What to do => Could you restate exactly the lines that begin at the line with "One keypoint belongs to every instance. Tag the power" and end at the final line of the data?

Records for the task =>
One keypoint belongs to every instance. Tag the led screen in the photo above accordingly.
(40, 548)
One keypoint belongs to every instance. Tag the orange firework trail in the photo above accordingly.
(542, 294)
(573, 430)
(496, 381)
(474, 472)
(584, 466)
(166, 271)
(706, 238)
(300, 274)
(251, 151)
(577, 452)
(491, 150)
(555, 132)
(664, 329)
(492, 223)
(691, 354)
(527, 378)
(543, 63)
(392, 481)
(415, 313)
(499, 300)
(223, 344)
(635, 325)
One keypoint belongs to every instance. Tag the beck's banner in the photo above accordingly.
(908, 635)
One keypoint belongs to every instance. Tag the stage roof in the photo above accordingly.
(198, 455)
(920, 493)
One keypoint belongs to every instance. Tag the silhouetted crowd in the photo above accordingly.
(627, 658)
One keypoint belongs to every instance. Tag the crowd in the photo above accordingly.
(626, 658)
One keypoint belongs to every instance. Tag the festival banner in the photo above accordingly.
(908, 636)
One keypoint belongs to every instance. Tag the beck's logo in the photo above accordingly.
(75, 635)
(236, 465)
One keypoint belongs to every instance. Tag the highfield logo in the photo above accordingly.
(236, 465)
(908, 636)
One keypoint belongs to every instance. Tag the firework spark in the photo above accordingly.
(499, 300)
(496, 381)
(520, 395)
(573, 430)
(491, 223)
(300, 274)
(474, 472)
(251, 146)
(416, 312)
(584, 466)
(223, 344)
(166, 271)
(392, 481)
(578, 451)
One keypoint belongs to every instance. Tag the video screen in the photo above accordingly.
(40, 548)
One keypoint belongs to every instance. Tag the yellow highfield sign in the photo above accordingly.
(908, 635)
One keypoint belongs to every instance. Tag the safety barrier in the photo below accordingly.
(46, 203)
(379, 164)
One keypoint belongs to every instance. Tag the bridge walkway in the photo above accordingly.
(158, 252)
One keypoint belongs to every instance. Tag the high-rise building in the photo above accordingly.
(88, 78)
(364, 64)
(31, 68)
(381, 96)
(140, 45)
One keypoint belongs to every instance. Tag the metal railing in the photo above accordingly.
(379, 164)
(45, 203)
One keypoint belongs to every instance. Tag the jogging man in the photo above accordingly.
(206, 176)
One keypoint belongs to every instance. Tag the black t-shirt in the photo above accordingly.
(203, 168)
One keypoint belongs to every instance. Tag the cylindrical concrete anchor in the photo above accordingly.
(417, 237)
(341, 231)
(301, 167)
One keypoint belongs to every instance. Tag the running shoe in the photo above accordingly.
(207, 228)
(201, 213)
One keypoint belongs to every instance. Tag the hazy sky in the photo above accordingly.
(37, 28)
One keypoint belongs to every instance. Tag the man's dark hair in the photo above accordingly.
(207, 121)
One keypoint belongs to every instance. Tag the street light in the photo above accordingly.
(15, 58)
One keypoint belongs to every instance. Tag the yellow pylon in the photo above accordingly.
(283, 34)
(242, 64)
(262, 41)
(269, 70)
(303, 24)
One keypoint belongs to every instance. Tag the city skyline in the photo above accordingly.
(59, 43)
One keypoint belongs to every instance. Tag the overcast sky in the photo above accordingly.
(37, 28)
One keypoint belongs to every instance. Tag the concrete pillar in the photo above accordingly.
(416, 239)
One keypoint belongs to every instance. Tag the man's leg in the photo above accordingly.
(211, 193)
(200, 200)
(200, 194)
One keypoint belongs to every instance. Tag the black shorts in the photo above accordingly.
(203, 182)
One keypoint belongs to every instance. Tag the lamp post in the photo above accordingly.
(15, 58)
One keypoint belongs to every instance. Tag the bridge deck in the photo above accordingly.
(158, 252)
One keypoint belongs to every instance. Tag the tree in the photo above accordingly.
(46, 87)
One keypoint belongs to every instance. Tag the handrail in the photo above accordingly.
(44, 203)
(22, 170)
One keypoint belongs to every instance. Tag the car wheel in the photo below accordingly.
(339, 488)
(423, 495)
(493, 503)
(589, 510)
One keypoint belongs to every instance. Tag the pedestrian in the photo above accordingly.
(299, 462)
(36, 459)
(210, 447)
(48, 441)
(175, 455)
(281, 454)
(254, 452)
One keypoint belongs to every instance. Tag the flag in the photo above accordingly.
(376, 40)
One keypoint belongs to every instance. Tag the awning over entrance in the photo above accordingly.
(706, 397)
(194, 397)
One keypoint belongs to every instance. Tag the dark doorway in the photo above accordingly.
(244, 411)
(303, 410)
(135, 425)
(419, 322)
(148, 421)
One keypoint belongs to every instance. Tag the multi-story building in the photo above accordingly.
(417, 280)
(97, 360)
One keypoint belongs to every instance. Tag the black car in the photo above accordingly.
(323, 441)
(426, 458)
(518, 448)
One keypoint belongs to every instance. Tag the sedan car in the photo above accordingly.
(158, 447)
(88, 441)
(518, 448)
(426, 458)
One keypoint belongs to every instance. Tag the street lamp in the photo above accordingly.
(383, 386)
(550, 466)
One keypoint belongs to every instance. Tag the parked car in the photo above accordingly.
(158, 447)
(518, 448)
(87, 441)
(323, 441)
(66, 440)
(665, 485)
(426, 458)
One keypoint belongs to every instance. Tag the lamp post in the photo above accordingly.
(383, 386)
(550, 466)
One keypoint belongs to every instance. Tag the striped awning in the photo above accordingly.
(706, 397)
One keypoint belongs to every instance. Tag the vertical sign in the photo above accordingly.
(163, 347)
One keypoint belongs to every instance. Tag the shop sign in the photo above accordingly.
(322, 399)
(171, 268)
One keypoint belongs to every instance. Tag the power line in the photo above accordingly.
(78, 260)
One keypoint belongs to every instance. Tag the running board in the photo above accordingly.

Response area =>
One keypoint belongs to every instance. Tag the power line in the photo above accordingly.
(78, 260)
One keypoint belongs to every instance. Tag the running board in the photo above accordingly.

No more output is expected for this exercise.